Count the lines in the listing below that contain the string "metal", treating uppercase and lowercase as different, and give only the number.

======== Data extract

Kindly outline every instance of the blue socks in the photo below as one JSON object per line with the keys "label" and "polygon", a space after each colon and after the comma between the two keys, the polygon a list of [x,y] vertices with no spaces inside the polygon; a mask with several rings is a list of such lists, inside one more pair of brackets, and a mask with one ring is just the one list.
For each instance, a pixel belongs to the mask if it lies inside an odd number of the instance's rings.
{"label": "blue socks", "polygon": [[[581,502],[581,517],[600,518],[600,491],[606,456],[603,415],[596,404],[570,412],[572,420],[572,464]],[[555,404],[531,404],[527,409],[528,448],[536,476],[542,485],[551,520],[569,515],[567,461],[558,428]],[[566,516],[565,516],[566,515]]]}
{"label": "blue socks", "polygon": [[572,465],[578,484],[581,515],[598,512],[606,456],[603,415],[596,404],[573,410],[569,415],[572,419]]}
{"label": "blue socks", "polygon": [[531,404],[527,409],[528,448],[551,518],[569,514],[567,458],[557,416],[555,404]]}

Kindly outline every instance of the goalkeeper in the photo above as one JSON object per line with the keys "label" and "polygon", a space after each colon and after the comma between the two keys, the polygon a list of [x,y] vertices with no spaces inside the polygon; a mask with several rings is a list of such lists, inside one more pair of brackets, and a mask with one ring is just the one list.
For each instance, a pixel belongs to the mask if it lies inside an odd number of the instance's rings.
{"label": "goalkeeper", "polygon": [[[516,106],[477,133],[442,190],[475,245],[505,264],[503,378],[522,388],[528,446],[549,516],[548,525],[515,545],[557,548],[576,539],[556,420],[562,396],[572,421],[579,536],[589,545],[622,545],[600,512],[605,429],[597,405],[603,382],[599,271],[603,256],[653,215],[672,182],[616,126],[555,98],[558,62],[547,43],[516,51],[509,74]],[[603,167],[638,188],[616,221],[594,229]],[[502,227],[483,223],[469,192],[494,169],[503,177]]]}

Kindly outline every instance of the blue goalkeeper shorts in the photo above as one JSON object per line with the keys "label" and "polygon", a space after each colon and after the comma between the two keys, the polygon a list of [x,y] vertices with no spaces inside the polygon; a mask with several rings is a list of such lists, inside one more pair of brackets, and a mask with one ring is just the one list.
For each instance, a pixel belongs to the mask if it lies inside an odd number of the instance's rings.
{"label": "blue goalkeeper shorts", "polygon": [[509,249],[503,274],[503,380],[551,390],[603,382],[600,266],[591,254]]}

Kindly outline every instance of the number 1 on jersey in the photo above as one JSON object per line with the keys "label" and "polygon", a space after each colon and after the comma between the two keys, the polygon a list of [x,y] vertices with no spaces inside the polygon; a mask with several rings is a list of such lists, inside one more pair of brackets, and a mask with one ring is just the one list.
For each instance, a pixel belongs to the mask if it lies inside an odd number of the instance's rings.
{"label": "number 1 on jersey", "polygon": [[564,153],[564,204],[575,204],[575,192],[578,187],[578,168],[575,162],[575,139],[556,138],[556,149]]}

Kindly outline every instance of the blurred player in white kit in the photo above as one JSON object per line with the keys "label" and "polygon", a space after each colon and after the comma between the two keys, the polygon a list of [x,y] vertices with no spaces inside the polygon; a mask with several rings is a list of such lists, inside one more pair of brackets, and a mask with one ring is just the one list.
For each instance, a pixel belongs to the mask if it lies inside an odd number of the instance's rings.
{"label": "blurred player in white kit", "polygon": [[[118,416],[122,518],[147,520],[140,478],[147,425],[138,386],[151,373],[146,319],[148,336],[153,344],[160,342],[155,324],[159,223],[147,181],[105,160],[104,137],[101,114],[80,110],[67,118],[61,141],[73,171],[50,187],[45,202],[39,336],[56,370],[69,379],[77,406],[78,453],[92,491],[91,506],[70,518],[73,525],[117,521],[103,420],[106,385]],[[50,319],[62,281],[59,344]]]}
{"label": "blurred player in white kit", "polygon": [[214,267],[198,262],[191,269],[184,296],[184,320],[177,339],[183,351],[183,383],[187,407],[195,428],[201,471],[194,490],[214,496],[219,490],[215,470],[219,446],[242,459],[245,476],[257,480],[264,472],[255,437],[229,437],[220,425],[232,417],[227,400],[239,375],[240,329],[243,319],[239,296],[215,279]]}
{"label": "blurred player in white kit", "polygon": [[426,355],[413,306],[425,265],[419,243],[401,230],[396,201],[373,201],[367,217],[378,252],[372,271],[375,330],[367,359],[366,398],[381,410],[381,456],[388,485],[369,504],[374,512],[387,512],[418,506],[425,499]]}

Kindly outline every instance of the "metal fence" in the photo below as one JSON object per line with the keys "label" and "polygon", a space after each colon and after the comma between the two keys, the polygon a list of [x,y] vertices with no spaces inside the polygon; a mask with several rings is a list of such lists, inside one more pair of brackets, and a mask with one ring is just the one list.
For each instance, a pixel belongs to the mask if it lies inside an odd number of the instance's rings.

================

■ **Answer to this problem**: 1